◆ Task directions
Put every one of the rows below into a two-column CSV headed text and answer, with one CSV line per row and each field double-quoted with line breaks turned into spaces. Leave the pictures out of the output.

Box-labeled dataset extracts
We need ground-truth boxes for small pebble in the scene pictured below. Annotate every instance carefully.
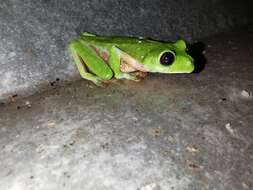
[25,101,31,108]
[47,121,55,128]
[186,145,199,153]
[140,183,160,190]
[241,90,250,98]
[225,123,235,135]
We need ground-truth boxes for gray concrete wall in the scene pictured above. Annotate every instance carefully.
[0,0,253,101]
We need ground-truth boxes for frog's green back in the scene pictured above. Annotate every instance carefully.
[81,35,172,63]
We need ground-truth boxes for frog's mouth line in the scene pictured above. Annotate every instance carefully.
[78,55,95,75]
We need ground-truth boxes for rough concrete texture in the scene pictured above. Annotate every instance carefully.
[0,0,253,100]
[0,31,253,190]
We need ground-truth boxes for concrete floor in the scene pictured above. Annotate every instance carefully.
[0,30,253,190]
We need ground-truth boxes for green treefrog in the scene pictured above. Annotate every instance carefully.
[69,32,194,85]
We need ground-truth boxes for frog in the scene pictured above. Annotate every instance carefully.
[68,32,194,86]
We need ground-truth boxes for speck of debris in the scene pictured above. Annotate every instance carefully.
[10,94,18,102]
[241,90,250,98]
[188,163,201,170]
[186,145,199,153]
[100,143,109,149]
[47,121,55,128]
[225,123,235,135]
[25,101,32,108]
[69,141,76,146]
[50,81,55,86]
[140,183,160,190]
[153,128,161,137]
[25,48,33,55]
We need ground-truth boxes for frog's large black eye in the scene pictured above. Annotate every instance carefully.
[160,52,175,66]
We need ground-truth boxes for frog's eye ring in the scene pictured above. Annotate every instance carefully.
[160,52,175,66]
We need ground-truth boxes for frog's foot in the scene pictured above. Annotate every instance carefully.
[134,71,148,80]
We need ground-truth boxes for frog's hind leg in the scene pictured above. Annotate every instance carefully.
[69,41,113,85]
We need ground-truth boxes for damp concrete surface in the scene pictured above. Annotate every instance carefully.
[0,30,253,190]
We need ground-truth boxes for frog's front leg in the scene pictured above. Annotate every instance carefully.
[109,46,139,81]
[69,41,113,85]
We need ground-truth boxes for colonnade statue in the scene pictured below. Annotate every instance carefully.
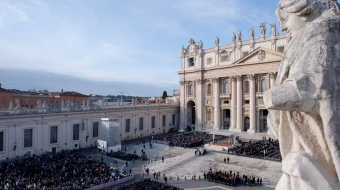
[264,0,340,190]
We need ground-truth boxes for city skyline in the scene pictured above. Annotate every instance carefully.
[0,0,277,96]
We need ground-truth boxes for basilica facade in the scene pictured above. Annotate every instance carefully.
[178,24,286,133]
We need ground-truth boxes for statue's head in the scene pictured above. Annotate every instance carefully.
[275,0,318,36]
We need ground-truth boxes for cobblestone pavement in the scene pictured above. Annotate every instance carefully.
[81,143,280,190]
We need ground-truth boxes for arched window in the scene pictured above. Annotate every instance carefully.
[207,84,211,95]
[207,109,211,122]
[189,84,194,96]
[244,81,249,94]
[261,79,267,92]
[244,117,250,131]
[224,82,230,94]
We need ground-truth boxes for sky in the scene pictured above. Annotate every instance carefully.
[0,0,278,96]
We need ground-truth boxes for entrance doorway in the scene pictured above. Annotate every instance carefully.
[260,110,268,132]
[244,117,250,131]
[223,109,230,130]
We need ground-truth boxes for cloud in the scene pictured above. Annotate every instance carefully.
[0,1,30,27]
[31,0,50,10]
[0,69,179,96]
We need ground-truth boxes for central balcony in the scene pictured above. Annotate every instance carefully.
[220,93,231,99]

◆ Right answer
text,answer
"We need ground-truth boxes for small pebble in the scene pictured below. Annotate every instance carefully.","[25,101,31,108] [47,121,55,128] [186,145,199,153] [140,183,160,190] [241,90,250,98] [225,123,235,135]"
"We need ground-truth boxes for gray concrete wall in the scene pictured above. Annotate every instance carefully.","[0,0,253,101]"
"We need ground-truth boxes for frog's green back in the scene pictured above. Annotate every instance carefully.","[81,35,172,63]"
"We need ground-truth boxes for frog's mouth line in the scene pictured above. Annotate every instance carefully.","[78,55,95,75]"
"We need ground-truth boxes for rough concrete texture in the scene pictured above. Annotate every instance carefully.","[0,0,253,100] [0,31,253,190]"
"We need ground-truth boxes for concrete floor in the scene pictured above. Annotate every instance carefully.","[0,30,253,190]"
"We need ground-truth boxes for green treefrog in the scene pictured above. Annotate every instance carefully.","[69,32,194,85]"
"We need ground-truth boxes for frog in the scene pictured above. Annotate every instance carefully.","[68,32,194,86]"
"We need ground-truth boxes for speck of debris in the scene pictured above. Annotate every instance carefully.","[10,94,18,102] [241,90,250,98] [188,163,201,170] [186,145,199,153] [100,143,109,149] [47,121,55,128] [225,123,235,135] [25,101,32,108] [69,141,76,146] [50,81,55,86] [140,183,160,190] [153,128,161,137] [25,48,33,55]"
"We need ground-truth boxes for frog's large black eye in the scene pictured above. Annotate every instance carefully.","[160,52,175,66]"
"We need ground-truth boxes for frog's eye ring in the scene pictured above. Annotate every instance carefully.","[160,52,175,66]"
"We need ground-truth boxes for frog's foot in the scene pictured above. Annotate every instance carefully.","[134,71,148,80]"
"We need ground-truth boxes for frog's hind leg in the scene pictured above. Annotate every instance carefully.","[69,41,113,85]"
"We need ground-truth boxes for damp concrete surface in the scene pictured above. Annotate every instance carefully.","[0,30,253,190]"
"We need ground-truth boxes for frog's front leg in the scene pictured above. Annotate every instance carefully.","[109,46,139,81] [69,41,113,85]"
"We need ground-truth boxes for colonnade statue in the scene pictured below. Annotate every instance carefully.","[264,0,340,190]"
"We need ground-truth boxes for city skyline in the scene pictured above. Annotate every instance carefully.","[0,0,277,96]"
"We need ground-truth boxes for basilica facade in the scene pictured above. Annotate every instance carefully.","[178,24,286,133]"
"We need ground-truth boxes for statue's head in the scene pictured above. Annotate every instance carefully.","[275,0,318,36]"
"We need ground-truth boxes for cobblestone pavement in the scene pictured above. Annotate every instance carefully.","[81,143,280,190]"
"We need ground-truth boxes for arched window in the scene pictured above. Annotate every instance carefully.","[207,84,211,95] [207,109,211,122] [189,84,194,96] [244,81,249,94] [261,79,267,92] [244,117,250,131] [224,82,230,94]"
"We need ground-truth boxes for sky in the scene pictured above. Annotate every instance carefully.","[0,0,278,96]"
"We need ground-truth boxes for entrance doorway in the scene pictured above. Annotate every instance carefully.","[260,110,268,132] [244,117,250,131] [223,109,230,130]"
"We need ground-truth boxes for cloud in the scene pictured above. Annotate every instance carefully.","[0,1,30,27] [31,0,50,10] [0,69,179,96]"
"We need ground-truth boxes for central balcony in the scene pictured above. Annotate every instance carefully.","[220,93,231,99]"